Opdracht:
Wijzig in alle onderstaande rijen elk voorkomen van "Target" in "Object" en geef de regels verder ongewijzigd opnieuw weer.

Gegevensoverzicht:
++++++++

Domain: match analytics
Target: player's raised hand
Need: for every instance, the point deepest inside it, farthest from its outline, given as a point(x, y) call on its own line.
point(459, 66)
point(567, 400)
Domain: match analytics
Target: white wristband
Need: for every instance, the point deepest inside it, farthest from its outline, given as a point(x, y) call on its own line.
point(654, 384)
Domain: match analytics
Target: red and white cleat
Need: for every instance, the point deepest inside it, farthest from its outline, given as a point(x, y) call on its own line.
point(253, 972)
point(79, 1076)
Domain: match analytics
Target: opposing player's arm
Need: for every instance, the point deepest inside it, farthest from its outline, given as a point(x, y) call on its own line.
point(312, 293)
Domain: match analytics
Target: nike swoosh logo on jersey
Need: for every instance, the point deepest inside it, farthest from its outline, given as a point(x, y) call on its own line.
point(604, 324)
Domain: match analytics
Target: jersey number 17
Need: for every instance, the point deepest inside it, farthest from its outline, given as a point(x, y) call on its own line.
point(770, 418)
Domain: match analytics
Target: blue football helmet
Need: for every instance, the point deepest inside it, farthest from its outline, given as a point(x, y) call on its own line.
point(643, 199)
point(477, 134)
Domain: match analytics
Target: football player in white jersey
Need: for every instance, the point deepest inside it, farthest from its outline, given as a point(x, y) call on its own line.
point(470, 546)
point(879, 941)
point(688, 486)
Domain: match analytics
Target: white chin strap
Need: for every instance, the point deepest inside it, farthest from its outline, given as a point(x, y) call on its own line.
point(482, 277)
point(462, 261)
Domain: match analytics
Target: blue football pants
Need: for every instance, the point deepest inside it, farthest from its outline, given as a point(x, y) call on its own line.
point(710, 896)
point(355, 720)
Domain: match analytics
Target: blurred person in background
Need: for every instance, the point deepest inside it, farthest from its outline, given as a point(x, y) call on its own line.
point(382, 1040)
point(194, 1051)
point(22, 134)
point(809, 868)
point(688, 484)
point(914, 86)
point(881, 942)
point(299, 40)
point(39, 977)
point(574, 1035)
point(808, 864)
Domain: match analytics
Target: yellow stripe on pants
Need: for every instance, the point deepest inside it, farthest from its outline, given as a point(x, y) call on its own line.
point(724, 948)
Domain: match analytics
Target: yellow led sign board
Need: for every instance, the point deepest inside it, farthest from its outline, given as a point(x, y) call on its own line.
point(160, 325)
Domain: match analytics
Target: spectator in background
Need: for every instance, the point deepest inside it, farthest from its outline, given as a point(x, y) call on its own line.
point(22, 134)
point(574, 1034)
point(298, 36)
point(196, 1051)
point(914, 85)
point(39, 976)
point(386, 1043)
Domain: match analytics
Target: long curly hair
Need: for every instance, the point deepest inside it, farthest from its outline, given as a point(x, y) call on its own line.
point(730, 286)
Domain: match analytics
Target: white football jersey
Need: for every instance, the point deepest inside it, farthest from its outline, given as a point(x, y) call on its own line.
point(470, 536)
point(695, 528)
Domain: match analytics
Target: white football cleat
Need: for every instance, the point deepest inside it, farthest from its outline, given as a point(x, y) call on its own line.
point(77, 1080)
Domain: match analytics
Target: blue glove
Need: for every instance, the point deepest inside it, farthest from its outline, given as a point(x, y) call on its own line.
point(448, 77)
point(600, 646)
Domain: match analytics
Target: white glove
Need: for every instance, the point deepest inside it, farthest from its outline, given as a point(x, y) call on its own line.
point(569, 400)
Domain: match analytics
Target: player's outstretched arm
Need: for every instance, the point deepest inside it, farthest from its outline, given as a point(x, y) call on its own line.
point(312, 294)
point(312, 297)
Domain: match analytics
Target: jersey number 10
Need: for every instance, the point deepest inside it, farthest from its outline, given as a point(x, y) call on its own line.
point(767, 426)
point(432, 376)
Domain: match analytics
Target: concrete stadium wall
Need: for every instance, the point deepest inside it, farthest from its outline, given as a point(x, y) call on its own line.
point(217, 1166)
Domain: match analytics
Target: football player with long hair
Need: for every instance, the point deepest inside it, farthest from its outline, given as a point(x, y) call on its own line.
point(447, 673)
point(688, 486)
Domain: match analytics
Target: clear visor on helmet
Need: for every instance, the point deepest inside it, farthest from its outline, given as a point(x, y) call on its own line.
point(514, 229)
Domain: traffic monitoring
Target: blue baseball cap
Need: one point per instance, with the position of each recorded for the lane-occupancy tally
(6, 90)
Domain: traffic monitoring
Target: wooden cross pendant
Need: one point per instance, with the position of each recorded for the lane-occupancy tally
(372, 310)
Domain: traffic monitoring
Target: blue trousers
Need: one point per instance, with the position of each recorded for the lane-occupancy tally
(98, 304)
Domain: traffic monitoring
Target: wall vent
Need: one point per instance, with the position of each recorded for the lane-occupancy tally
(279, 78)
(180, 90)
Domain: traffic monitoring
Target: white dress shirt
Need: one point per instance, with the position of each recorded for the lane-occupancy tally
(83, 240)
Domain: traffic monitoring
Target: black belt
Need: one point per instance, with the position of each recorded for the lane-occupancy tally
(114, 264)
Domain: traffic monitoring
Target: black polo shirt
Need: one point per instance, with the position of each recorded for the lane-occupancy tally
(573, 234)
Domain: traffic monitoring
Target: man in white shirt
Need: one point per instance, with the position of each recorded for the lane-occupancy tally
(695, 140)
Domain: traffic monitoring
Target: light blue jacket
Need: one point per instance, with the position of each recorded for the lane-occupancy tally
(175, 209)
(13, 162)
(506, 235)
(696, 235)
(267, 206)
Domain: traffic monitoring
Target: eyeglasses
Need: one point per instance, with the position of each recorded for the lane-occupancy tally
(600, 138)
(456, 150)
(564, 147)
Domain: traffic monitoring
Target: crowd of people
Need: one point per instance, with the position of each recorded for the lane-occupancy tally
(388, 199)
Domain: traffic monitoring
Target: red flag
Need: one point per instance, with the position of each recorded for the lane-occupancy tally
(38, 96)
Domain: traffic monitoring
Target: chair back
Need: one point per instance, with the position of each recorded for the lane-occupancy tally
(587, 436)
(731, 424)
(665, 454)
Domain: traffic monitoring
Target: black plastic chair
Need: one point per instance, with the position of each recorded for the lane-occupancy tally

++++++++

Schriftelijk antwoord:
Domain: match analytics
Object: player's raised hand
Need: for every instance, the point deepest inside it, farthest from its outline, given as a point(x, y) call on its own line.
point(459, 66)
point(567, 400)
Domain: match analytics
Object: white wristband
Need: for every instance, the point deepest inside it, farthest from its outline, given as a point(x, y) call on its own line.
point(654, 384)
Domain: match analytics
Object: red and white cleat
Need: for every instance, the point deepest inside it, farthest from its outline, given as a point(x, y) call on its own line.
point(253, 972)
point(79, 1076)
Domain: match analytics
Object: opposing player's arm
Need: for every instance, the point deepest inside it, farthest from its outline, given as a point(x, y) call on its own line.
point(312, 293)
Domain: match analytics
Object: nike swoosh logo on jersey
Need: for every instance, the point deepest inside it, farthest from its outline, given as a point(x, y) call on its own line.
point(604, 324)
Domain: match analytics
Object: jersey number 17
Need: for every instance, the point deepest inside it, farthest from its outline, given as a point(x, y) call on its own line.
point(770, 418)
Domain: match analytics
Object: blue football helmet
Need: for every instance, the point deepest inside it, farthest from its outline, given as a point(x, y) call on its own line.
point(643, 199)
point(477, 134)
Domain: match analytics
Object: football player in white jersey
Need: for every instance, the point deepest inside it, farthest from its outline, given as a point(x, y) call on its own line.
point(470, 546)
point(879, 941)
point(688, 486)
Domain: match analytics
Object: white chin strap
Need: for every instance, the point deepest inside it, farthest from its outline, given as a point(x, y) call on its own line.
point(482, 277)
point(462, 261)
Domain: match analytics
Object: blue football pants
Need: for every instance, the point deepest inside it, farthest from its outline, given as a point(x, y) call on its own line.
point(710, 896)
point(355, 720)
Domain: match analytics
Object: blurred person in background
Need: for every instance, the point deepest inside it, farthest from its outline, given as a point(x, y) call on its own line.
point(382, 1040)
point(194, 1051)
point(22, 134)
point(809, 868)
point(688, 484)
point(914, 86)
point(881, 942)
point(299, 40)
point(39, 977)
point(574, 1035)
point(808, 864)
Domain: match analytics
Object: yellow stripe on pants
Need: for every instance, the point deepest inside it, farthest from its outline, given as a point(x, y) call on its own line.
point(724, 948)
Domain: match analytics
Object: yellow led sign board
Need: for every instance, the point deepest inside it, farthest from its outline, given as a point(x, y) call on its own line.
point(160, 325)
Domain: match analytics
Object: spectator in background
Need: for every instance, the point deepest inside it, farthest from its outline, given as a point(x, y) call on its own line.
point(22, 134)
point(574, 1034)
point(298, 36)
point(196, 1051)
point(914, 85)
point(39, 976)
point(386, 1043)
Domain: match analytics
Object: long curly hair
Need: for every instance, the point deepest inside it, farthest from its outline, given as a point(x, y) call on its own line.
point(730, 286)
Domain: match analytics
Object: white football jersey
Need: for every instance, the point deepest inside it, farthest from its outline, given as a point(x, y) call on its own line.
point(470, 536)
point(695, 528)
Domain: match analytics
Object: white football cleat
Need: for every instance, the point deepest inside it, farthest from its outline, given as a point(x, y) call on its own line.
point(77, 1080)
Domain: match analytics
Object: blue glove
Need: for every instance, the point deepest inside it, farthest from its outline, given as a point(x, y) call on its own line.
point(448, 77)
point(600, 646)
Domain: match analytics
Object: white glove
Need: for every instance, the point deepest inside it, farthest from its outline, given as a point(x, y) call on its own line.
point(569, 400)
Domain: match analytics
Object: player's outstretched arm
Need: for every instance, the point deepest inside it, farthest from its outline, given as a point(x, y) call on its own line.
point(312, 294)
point(312, 297)
Domain: match analytics
Object: jersey number 10
Need: for every instance, the point deepest inside it, farthest from its outline, given as a point(x, y) call on its own line.
point(767, 426)
point(432, 376)
Domain: match analytics
Object: concrete stadium wall
Need: for every instance, the point deepest inside it, farthest from its outline, given as a point(x, y) call on its own line.
point(217, 1166)
Domain: match analytics
Object: football player with long hair
Need: for every instance, the point deepest inside it, farthest from its outline, given as a point(x, y) call on its own line.
point(447, 673)
point(688, 486)
Domain: match analytics
Object: clear visor on helmet
Need: for every instance, the point deepest inside it, farthest from its outline, given as a point(x, y) call on its own line.
point(514, 229)
Domain: traffic monitoring
Object: blue baseball cap
Need: one point per instance, with the position of each recorded for the lane-occupancy tally
(6, 90)
Domain: traffic monitoring
Object: wooden cross pendant
Need: one point per instance, with the position of each recorded for the lane-occupancy tally
(372, 310)
Domain: traffic monitoring
Object: blue trousers
Need: one point per instance, with the position of each recorded for the lane-occupancy tally
(98, 304)
Domain: traffic monitoring
Object: wall vent
Need: one point per instance, with the position of each recorded for the lane-occupancy tally
(279, 78)
(180, 90)
Domain: traffic monitoring
Object: white dress shirt
Need: one point per instance, with the position of each recorded for the lane-occupancy tally
(83, 240)
Domain: traffic monitoring
Object: black belt
Need: one point per instance, with the position of each recorded for the lane-occupancy tally
(114, 264)
Domain: traffic monitoring
Object: black polo shirt
Need: one point per instance, with the position of each recorded for the lane-occupancy tally
(573, 234)
Domain: traffic monitoring
Object: man in white shirt
Need: one point per instance, with the position of each recorded for the lane-occupancy tally
(695, 140)
Domain: traffic monitoring
Object: light blue jacket
Need: one point per instance, with the position of each recorded for the lane-occupancy tally
(175, 209)
(13, 162)
(506, 235)
(696, 235)
(267, 206)
Domain: traffic monitoring
Object: eyeglasses
Need: one point per instance, with the position of each recorded for the lane-occupancy tally
(600, 138)
(456, 150)
(564, 147)
Domain: traffic monitoring
Object: crowd of people
Need: one point per instance, with the position of each recorded for the lane-occupancy tally
(388, 199)
Domain: traffic monitoring
Object: red flag
Need: one point per instance, with the position of each recorded for the lane-occupancy tally
(38, 96)
Domain: traffic monitoring
Object: chair back
Need: one point per instance, with the position of each recorded for the lane-occupancy tally
(587, 436)
(731, 424)
(665, 454)
Domain: traffic monitoring
Object: black plastic chair
Need: one point per instance, with the position of each recorded for the lane-occupancy tally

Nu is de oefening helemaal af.